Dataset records
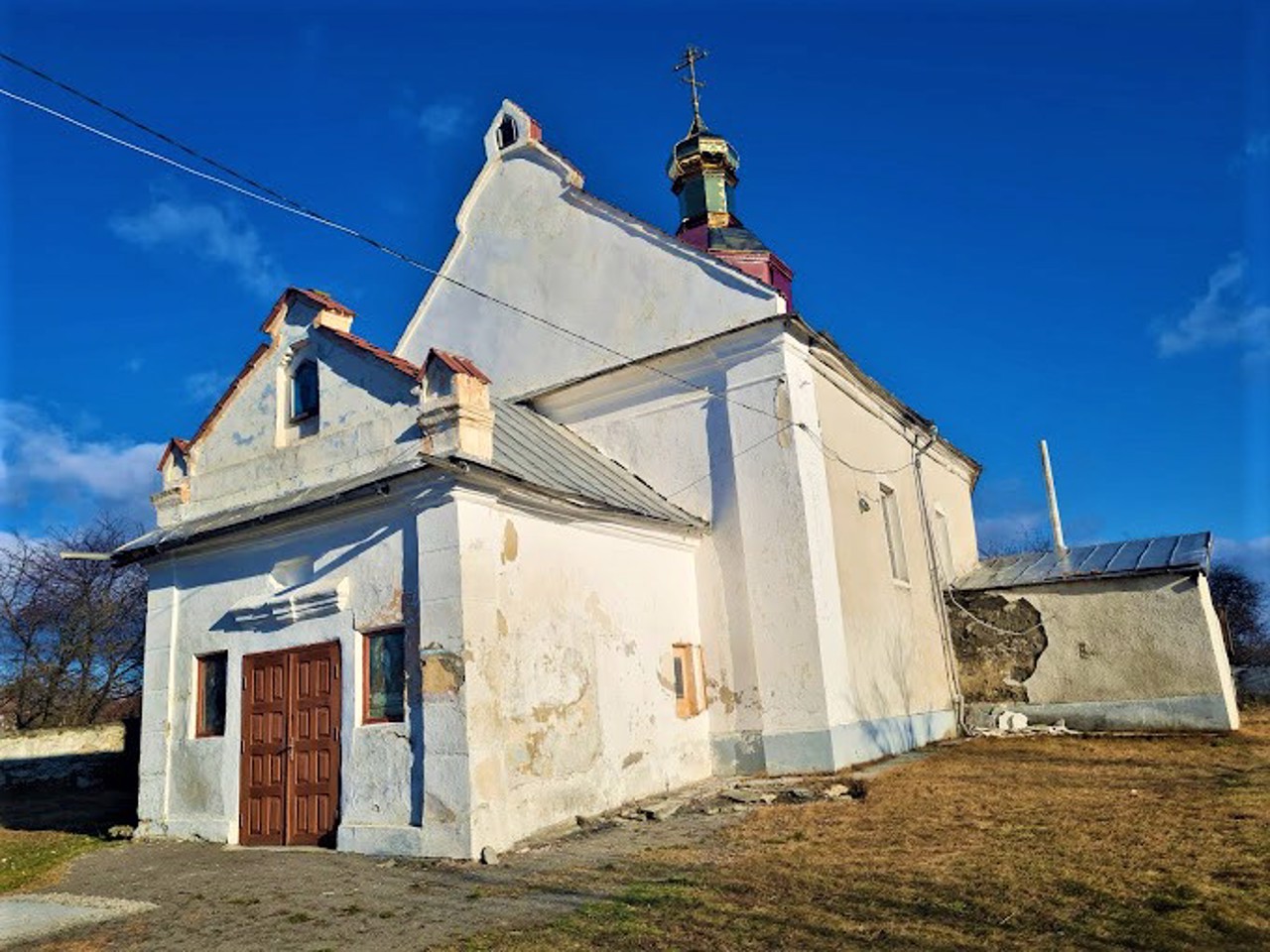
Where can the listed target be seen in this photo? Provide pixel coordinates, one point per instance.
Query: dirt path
(209, 896)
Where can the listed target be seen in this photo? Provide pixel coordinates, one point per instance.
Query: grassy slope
(35, 858)
(1143, 843)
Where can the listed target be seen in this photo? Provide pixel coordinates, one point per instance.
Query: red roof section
(377, 352)
(229, 391)
(457, 363)
(318, 298)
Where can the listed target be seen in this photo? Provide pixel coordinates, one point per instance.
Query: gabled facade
(437, 599)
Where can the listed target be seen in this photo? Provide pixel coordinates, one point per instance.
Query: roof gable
(536, 250)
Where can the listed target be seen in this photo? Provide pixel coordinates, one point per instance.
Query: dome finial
(694, 55)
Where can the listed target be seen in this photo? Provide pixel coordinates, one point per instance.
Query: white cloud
(206, 386)
(211, 232)
(1223, 316)
(444, 121)
(41, 461)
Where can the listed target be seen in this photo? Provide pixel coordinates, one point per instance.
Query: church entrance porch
(290, 753)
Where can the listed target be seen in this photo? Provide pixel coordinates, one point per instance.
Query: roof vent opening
(507, 132)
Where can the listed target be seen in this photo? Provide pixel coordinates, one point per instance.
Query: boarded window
(688, 680)
(894, 534)
(209, 721)
(945, 543)
(304, 391)
(385, 675)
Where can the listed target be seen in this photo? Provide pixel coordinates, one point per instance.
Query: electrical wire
(286, 204)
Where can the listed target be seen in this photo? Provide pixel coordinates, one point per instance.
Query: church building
(608, 520)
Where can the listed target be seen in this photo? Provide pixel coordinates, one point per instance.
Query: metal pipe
(1056, 522)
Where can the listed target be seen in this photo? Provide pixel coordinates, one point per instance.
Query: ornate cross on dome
(691, 58)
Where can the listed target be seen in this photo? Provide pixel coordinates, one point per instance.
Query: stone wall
(98, 756)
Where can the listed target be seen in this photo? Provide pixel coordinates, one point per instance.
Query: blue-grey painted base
(1201, 712)
(738, 754)
(834, 748)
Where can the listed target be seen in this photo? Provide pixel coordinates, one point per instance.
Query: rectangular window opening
(209, 721)
(894, 534)
(385, 676)
(689, 699)
(944, 540)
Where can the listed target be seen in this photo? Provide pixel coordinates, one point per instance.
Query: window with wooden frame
(686, 660)
(305, 398)
(894, 534)
(384, 675)
(209, 698)
(944, 539)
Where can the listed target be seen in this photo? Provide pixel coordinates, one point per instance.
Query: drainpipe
(942, 610)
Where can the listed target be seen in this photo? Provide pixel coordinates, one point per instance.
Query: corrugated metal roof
(1142, 556)
(527, 447)
(539, 451)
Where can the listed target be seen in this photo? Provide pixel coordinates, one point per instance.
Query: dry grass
(33, 858)
(1033, 843)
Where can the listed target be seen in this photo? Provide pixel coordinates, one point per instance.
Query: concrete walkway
(32, 916)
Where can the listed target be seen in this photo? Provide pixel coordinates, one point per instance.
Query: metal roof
(539, 451)
(1143, 556)
(527, 447)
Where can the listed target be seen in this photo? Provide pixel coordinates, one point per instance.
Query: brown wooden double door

- [WHAT YOU HAVE TO DO]:
The expected answer is the data retyped exactly, without pictures.

- [RESPONSE]:
Where can the listed target be seen in this photo? Provide pixel coordinates, one point per instance.
Query: dirt path
(209, 896)
Where can the listed target be seen in this photo? Provide pixel coordinates, one point per instance.
Query: grassy slope
(35, 858)
(1143, 843)
Where can the listed target be seen in this photo? Provide pixel coordinates, one point per instance.
Query: red roof section
(377, 352)
(229, 391)
(457, 363)
(318, 298)
Where can the listed target be seen in this photo? Provide pixel coordinates, one point per instance.
Query: gabled facade
(437, 599)
Where can the listed target be seen in this photo? Provide pixel coordinates, one point per instance.
Query: roof gable
(536, 250)
Where can the listed target be seen in this photo? Provide pixel coordinates, one point per instance.
Query: dome finial
(694, 55)
Where can the listed target be seen in this photo? Provide pixel coordinates, one point per instance.
Query: white cloud
(206, 386)
(211, 232)
(1223, 316)
(444, 121)
(41, 461)
Where can the listed target be seen in this photo? Provide pixel coordinates, one point per instance.
Query: church entrance porch
(290, 753)
Where can the listed target be seen in this photo? Provide pixel coordinates, one point per instance.
Query: roof vent opening
(507, 132)
Where can the listed target be seen in this photo? Provide pixel coordinates, one point per instance.
Query: boarded window
(688, 680)
(894, 534)
(209, 721)
(945, 543)
(304, 391)
(385, 675)
Where can the listed target be seen in this photo? Provide pixel coordinates, one point per instance.
Query: electrical wire
(286, 204)
Where can the listed target be seen in this photo? Provide pixel coordinates, one point per instance.
Query: church building
(608, 520)
Where can the listed target be seen in this photo? Provide pixel coordinates, one point per instance.
Query: metal pipe
(1056, 522)
Where can the listed target be seen in this photo? Provide pixel coordinates, one point per instance.
Query: ornate cross on dome
(691, 58)
Where can the listed target be seen in this photo? Provide pixel coordinates, one point per instance.
Query: stone wall
(98, 756)
Where can the listed target be seen in this photo? Provide pixel coordinates, one point per instance.
Query: blue-grey painted base
(1201, 712)
(738, 754)
(834, 748)
Where can the listed target be seen in this photo? Provide pixel coordinates, one point per instance.
Query: rectangular window opening
(209, 721)
(894, 534)
(385, 676)
(689, 699)
(944, 540)
Where can the listed target be seen in this photo? Provide pixel coordinates, one point per instance.
Query: window with wooden frame
(686, 660)
(305, 398)
(894, 534)
(384, 675)
(209, 698)
(944, 539)
Where can the listed target be seen in this photo? Provide pixel coordinates, one point per instance.
Query: drainpipe
(942, 610)
Where can the listed target be seen in this photo? Provide pixel coordinates, one point per instance.
Query: corrugated metal roof
(1142, 556)
(527, 447)
(539, 451)
Where can the listed target be seen in this photo? Provide pixel coordinates, one point per instance.
Query: dry grass
(33, 858)
(1033, 843)
Where can the listed target be seen in this photo? Provide pixel coordinates, one point per instance.
Query: concrete walkway
(32, 916)
Where can the listed target be seen in this photo? Provide pixel coordinates, one point per instance.
Query: metal roof
(539, 451)
(1143, 556)
(527, 447)
Where can the listed target be seen in this photo? Provide pixel coordinates, one point per instance.
Query: brown wooden double door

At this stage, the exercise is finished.